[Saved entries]

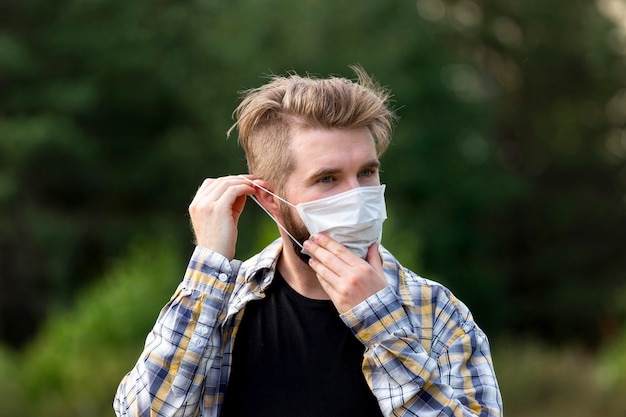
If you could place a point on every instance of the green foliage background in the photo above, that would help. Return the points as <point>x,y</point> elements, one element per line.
<point>506,178</point>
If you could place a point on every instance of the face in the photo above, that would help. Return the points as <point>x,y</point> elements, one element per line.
<point>327,162</point>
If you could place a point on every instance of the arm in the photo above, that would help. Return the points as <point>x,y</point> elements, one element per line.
<point>439,366</point>
<point>424,354</point>
<point>185,342</point>
<point>170,373</point>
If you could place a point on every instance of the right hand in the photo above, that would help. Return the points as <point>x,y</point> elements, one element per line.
<point>215,212</point>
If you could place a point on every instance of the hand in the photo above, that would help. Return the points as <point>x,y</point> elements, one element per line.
<point>346,278</point>
<point>215,212</point>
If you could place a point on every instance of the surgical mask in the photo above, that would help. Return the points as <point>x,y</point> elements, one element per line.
<point>353,218</point>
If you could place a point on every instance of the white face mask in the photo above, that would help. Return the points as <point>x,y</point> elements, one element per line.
<point>353,218</point>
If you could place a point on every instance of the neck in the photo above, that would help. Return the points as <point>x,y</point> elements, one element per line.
<point>299,275</point>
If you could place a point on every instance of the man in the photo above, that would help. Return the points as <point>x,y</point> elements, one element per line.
<point>324,321</point>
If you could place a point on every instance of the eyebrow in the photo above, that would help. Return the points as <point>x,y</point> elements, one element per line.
<point>324,172</point>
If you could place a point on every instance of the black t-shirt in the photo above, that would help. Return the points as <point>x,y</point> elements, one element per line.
<point>294,357</point>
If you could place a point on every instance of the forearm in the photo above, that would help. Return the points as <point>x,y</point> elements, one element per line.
<point>413,372</point>
<point>168,377</point>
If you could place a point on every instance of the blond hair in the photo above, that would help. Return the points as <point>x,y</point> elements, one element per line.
<point>267,116</point>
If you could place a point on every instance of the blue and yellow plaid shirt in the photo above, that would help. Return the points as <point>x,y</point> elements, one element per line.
<point>424,354</point>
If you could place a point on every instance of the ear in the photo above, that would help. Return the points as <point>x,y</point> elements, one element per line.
<point>268,201</point>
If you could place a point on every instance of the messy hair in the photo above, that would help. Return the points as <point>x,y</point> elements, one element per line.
<point>268,115</point>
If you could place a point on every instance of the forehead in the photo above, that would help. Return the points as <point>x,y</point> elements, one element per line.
<point>341,149</point>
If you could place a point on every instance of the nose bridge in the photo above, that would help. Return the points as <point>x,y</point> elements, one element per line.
<point>353,182</point>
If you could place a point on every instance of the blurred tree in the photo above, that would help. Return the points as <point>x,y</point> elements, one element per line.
<point>506,177</point>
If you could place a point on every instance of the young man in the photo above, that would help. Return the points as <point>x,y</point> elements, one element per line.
<point>324,321</point>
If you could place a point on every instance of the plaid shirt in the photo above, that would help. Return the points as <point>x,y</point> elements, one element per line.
<point>424,354</point>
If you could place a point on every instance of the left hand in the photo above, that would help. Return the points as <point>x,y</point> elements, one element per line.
<point>346,278</point>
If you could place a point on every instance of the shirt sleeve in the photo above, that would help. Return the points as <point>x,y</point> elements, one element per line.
<point>168,378</point>
<point>427,359</point>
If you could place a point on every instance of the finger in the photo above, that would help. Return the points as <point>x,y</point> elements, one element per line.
<point>374,258</point>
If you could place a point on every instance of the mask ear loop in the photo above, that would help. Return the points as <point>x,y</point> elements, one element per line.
<point>267,211</point>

▶ [EXERCISE GOAL]:
Rewrite everything in the data from the line containing "of the black" down to the line containing "<point>341,149</point>", changing each "that would help" to "that would be useful" and leaving all else as it is. Return only those lines.

▶ [FULL SOLUTION]:
If you could place a point on every instance of the black t-shirt in the photo above, that would be useful. Return the points as <point>x,y</point> elements, one element per line.
<point>294,357</point>
If you could place a point on every instance of the forearm in the photo above, that would be useful. Return the points as <point>x,y</point> elements, one element per line.
<point>413,372</point>
<point>168,377</point>
If you could place a point on every instance of the blond hair in the photo above, that would be useful. Return the points as <point>x,y</point> elements, one element per line.
<point>267,116</point>
If you could place a point on every instance of the blue and yellow plaid shirt in the photo above, that would be useful. Return the points as <point>x,y</point> elements, one element per line.
<point>424,354</point>
If you could place a point on every instance of the ear in the photo above, that would be useful. Return the points as <point>x,y</point> elements, one element per line.
<point>268,201</point>
If you could place a point on every instance of the messy hair in the photo above, that would be useful. Return the points as <point>x,y</point> elements, one element per line.
<point>268,115</point>
If you could place a point on every instance of the forehead in the photo above, that would be useful. Return the points as <point>x,y</point> elements, one element per line.
<point>341,149</point>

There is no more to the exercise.